[[ Text open ]]

NEC SX-9 to be World's Fastest Vector Computer

An anonymous reader writes "NEC has announced the NEC SX-9 claiming it to be the fastest vector computer, with single core speeds of up to 102.4 GFLOPS and up to 1.6TFLOPS on a single node incorporating multiple CPUs. The machines can be used in complex large-scale computation, such as climates, aeronautics and space, environmental simulations, fluid dynamics, through the processing of array-handling with a single vector instruction. Yes, it runs a UNIX System V-compatible OS."

"up to"

[Duncan3]

The only text that can ever follow the words "up to" in computing is "0.1 *". As in "speeds of up to 0.1 * 102.4 GFLOPS". Every time a marketing droid published a press release, a kitten dies.

Grid Computing vs. Supercomputers?

[SamP2]

Hate to burst your bubble, but while grid computing can certainly achieve strong speeds, it is not quite AS fast as you might think.

The entire SETI@HOME project (biggest grid computing project on the net) pumps out 274 teraflops. By comparison, Blue Gene L (first in series) pumps out 360 teraflops, and newer versions will achieve petaflop range, much faster than similar anticipation for grid computing projects.

Sure, you might say, that just like supercomputers evolve, so does grid computing. The problem is that a supercomputer is built for a particular purpose, while grid computing is saturated by all the stuff you can do with it (SETI, protein folding, cancer research, or whatever). Now I'm not saying any of these projects is not totally awesome, nor trying to put down the spirit of the community, but as more and more projects compete with each other for user's CPU, the individual share per project will drop. If you combine all grid computing projects put together with all supercomputers put together, the supercomputers win by a huge margin, and even if every single PC on the world would be hooked to a grid project when not used for its primary purpose, it would still unlikely to beat the sum total for dedicated supercomputer power as far as raw computational capability goes.

[[ Text closed ]]

▶ **Exercise instructions**: List each area of complex large-scale computation that the thread on the NEC SX-9 names as a use for the machines.

[[ Provided records open ]]

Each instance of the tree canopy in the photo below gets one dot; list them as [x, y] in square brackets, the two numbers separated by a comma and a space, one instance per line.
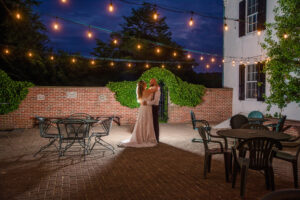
[282, 43]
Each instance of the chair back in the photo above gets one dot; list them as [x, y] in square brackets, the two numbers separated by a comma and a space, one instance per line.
[280, 124]
[107, 123]
[71, 128]
[193, 119]
[237, 121]
[204, 134]
[80, 116]
[255, 126]
[256, 114]
[259, 151]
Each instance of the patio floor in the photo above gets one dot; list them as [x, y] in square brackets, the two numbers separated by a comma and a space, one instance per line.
[171, 170]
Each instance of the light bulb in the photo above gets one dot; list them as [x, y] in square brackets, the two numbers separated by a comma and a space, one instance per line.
[258, 32]
[225, 27]
[155, 15]
[18, 15]
[191, 22]
[111, 7]
[157, 50]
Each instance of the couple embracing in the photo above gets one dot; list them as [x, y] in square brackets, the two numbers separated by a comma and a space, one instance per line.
[146, 129]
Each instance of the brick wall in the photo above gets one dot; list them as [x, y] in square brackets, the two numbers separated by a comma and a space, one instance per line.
[63, 101]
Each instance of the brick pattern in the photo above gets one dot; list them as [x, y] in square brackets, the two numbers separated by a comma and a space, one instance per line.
[216, 107]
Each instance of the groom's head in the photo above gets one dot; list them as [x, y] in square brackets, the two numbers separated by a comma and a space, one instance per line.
[153, 82]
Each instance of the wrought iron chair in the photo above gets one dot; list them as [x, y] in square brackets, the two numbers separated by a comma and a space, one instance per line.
[292, 158]
[237, 121]
[255, 114]
[255, 126]
[196, 123]
[209, 152]
[279, 126]
[106, 126]
[70, 131]
[256, 154]
[44, 126]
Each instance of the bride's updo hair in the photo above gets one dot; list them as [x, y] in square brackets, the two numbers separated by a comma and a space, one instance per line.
[140, 89]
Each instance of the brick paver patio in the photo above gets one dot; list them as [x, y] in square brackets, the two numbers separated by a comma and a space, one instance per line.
[172, 170]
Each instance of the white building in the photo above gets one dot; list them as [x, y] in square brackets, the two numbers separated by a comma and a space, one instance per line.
[243, 41]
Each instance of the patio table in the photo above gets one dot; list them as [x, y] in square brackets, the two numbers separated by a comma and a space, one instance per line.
[243, 134]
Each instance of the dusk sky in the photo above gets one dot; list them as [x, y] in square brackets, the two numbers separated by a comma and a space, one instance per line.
[206, 35]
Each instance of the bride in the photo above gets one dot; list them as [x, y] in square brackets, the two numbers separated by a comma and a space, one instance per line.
[143, 134]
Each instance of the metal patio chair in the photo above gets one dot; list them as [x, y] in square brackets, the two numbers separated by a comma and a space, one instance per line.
[44, 126]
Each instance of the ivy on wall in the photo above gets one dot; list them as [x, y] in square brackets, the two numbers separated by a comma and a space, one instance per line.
[11, 93]
[181, 93]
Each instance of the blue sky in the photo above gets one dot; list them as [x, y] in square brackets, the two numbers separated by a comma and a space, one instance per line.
[206, 35]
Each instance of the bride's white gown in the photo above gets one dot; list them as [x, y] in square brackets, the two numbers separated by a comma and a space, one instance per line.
[143, 134]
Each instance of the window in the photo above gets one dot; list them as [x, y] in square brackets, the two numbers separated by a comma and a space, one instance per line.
[252, 12]
[251, 82]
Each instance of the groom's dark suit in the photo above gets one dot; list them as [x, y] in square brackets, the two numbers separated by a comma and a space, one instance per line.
[155, 108]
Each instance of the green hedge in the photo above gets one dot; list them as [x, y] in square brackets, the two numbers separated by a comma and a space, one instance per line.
[181, 93]
[11, 93]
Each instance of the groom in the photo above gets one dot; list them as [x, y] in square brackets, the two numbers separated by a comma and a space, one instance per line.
[155, 106]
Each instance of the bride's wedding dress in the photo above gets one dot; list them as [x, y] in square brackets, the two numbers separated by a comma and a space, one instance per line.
[143, 134]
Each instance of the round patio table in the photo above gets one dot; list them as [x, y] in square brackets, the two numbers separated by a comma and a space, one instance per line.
[251, 133]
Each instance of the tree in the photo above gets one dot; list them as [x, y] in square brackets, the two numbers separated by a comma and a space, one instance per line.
[283, 48]
[139, 29]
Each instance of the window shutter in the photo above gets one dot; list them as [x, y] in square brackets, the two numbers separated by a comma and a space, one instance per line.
[261, 82]
[261, 18]
[242, 82]
[242, 18]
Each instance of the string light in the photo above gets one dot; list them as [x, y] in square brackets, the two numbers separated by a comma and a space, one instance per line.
[258, 32]
[6, 51]
[225, 27]
[157, 50]
[110, 7]
[18, 16]
[115, 41]
[191, 22]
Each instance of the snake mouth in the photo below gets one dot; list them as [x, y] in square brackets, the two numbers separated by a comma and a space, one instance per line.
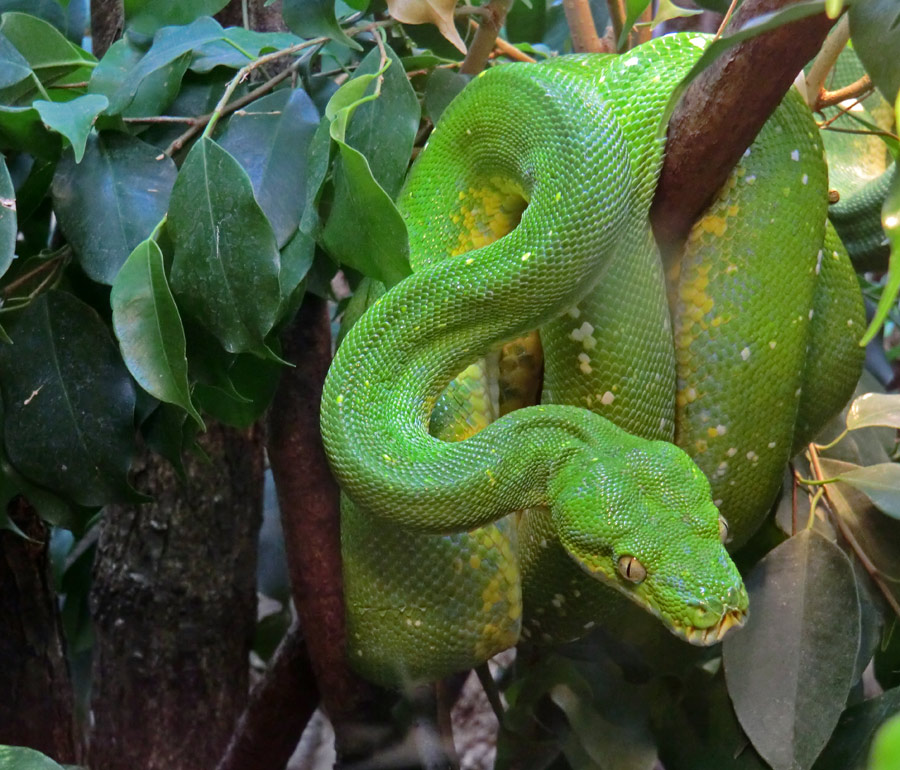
[704, 637]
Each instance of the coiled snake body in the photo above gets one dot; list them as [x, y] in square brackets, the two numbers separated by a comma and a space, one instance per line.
[528, 210]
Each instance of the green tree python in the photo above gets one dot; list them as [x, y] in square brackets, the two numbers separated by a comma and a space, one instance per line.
[528, 210]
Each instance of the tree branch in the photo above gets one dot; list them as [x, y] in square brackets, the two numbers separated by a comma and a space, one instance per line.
[310, 513]
[721, 113]
[279, 708]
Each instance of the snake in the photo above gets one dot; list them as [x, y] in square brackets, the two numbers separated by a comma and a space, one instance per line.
[672, 396]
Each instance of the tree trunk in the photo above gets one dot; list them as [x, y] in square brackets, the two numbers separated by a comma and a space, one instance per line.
[174, 605]
[36, 708]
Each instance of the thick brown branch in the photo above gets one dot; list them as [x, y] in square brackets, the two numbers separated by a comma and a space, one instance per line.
[309, 502]
[721, 113]
[280, 706]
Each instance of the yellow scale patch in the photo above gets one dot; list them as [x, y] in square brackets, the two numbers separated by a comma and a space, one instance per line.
[487, 213]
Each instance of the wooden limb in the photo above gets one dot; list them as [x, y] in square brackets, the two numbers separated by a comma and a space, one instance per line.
[279, 708]
[310, 514]
[493, 17]
[721, 113]
[581, 27]
[37, 707]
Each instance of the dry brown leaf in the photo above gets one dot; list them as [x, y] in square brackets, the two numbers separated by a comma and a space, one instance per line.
[437, 12]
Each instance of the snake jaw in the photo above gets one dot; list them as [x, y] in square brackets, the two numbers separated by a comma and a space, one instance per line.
[704, 637]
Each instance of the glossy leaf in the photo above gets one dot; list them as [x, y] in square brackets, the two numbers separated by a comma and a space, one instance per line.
[47, 51]
[147, 323]
[315, 18]
[874, 409]
[875, 28]
[238, 47]
[153, 94]
[8, 227]
[849, 745]
[886, 746]
[112, 200]
[440, 89]
[789, 670]
[73, 119]
[164, 64]
[13, 66]
[226, 266]
[270, 139]
[384, 129]
[364, 229]
[881, 483]
[633, 9]
[25, 759]
[147, 16]
[69, 402]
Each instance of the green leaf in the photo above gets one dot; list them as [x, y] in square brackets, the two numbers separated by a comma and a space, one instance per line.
[8, 228]
[112, 200]
[270, 139]
[384, 129]
[364, 229]
[874, 409]
[880, 483]
[164, 64]
[69, 402]
[315, 18]
[14, 67]
[147, 16]
[45, 49]
[18, 758]
[886, 746]
[633, 9]
[153, 94]
[72, 119]
[147, 323]
[226, 266]
[890, 221]
[239, 47]
[789, 670]
[850, 742]
[440, 89]
[875, 31]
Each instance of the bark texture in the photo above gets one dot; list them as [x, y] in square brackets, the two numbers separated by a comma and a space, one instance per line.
[174, 606]
[107, 23]
[721, 113]
[37, 705]
[281, 704]
[310, 512]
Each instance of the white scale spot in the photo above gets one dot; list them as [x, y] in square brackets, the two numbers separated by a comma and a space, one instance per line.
[584, 363]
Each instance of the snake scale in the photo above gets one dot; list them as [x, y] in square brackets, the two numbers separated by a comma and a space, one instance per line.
[527, 210]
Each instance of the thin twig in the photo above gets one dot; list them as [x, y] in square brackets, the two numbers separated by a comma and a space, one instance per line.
[855, 90]
[863, 557]
[581, 27]
[825, 60]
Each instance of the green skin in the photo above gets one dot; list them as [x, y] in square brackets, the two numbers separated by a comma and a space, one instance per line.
[572, 138]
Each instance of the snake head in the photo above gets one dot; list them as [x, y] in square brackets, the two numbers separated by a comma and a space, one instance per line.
[643, 522]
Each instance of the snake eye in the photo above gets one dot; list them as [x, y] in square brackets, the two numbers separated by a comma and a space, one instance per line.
[631, 569]
[723, 530]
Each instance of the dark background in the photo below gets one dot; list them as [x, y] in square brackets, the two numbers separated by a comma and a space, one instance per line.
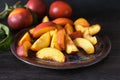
[104, 12]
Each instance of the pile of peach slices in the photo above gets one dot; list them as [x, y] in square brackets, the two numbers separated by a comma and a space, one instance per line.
[51, 40]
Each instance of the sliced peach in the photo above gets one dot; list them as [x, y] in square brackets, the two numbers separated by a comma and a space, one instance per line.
[45, 19]
[89, 37]
[25, 37]
[85, 45]
[54, 41]
[63, 21]
[31, 30]
[61, 38]
[51, 54]
[42, 42]
[76, 34]
[42, 28]
[80, 28]
[22, 50]
[94, 29]
[70, 46]
[69, 29]
[82, 22]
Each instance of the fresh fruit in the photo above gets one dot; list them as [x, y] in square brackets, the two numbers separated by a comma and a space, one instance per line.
[41, 42]
[82, 22]
[51, 54]
[63, 21]
[22, 50]
[20, 18]
[69, 29]
[25, 37]
[61, 38]
[54, 41]
[85, 45]
[80, 28]
[76, 34]
[60, 9]
[42, 28]
[89, 37]
[94, 29]
[70, 46]
[45, 19]
[37, 6]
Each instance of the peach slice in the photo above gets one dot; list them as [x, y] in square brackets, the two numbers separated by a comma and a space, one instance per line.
[76, 34]
[85, 45]
[80, 28]
[25, 37]
[70, 46]
[42, 28]
[54, 41]
[61, 38]
[41, 42]
[89, 37]
[22, 50]
[31, 30]
[63, 21]
[51, 54]
[69, 29]
[82, 22]
[94, 29]
[45, 19]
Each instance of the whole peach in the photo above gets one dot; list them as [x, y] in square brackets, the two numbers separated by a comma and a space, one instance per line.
[20, 18]
[37, 6]
[59, 9]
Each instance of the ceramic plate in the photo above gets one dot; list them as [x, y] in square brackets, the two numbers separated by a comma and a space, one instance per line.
[77, 60]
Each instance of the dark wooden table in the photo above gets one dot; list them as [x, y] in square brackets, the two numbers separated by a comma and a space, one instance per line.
[106, 13]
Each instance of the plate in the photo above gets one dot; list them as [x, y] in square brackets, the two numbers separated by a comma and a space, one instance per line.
[77, 60]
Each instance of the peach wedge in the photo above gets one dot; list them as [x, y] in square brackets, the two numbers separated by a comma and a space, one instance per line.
[42, 42]
[85, 45]
[42, 28]
[51, 54]
[63, 21]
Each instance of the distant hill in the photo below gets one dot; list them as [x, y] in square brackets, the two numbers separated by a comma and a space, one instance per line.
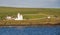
[26, 12]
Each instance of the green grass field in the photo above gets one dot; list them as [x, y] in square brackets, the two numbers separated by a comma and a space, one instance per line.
[29, 13]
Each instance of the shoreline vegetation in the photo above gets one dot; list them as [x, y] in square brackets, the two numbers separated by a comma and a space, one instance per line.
[30, 15]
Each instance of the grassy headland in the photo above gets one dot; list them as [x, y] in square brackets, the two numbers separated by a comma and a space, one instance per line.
[30, 13]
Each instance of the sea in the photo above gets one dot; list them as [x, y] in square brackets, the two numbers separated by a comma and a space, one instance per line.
[29, 30]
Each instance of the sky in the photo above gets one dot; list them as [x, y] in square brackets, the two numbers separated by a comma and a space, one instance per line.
[31, 3]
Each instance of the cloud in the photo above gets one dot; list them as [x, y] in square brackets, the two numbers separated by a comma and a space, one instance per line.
[30, 3]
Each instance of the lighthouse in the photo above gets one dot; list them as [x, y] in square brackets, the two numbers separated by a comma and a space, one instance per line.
[19, 17]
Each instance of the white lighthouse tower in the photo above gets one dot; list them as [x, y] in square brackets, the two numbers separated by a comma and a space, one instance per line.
[19, 17]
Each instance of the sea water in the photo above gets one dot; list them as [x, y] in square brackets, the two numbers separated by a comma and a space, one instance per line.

[[ Provided records closed ]]

▶ **Result**: Climates, aeronautics and space, environmental simulations, and fluid dynamics.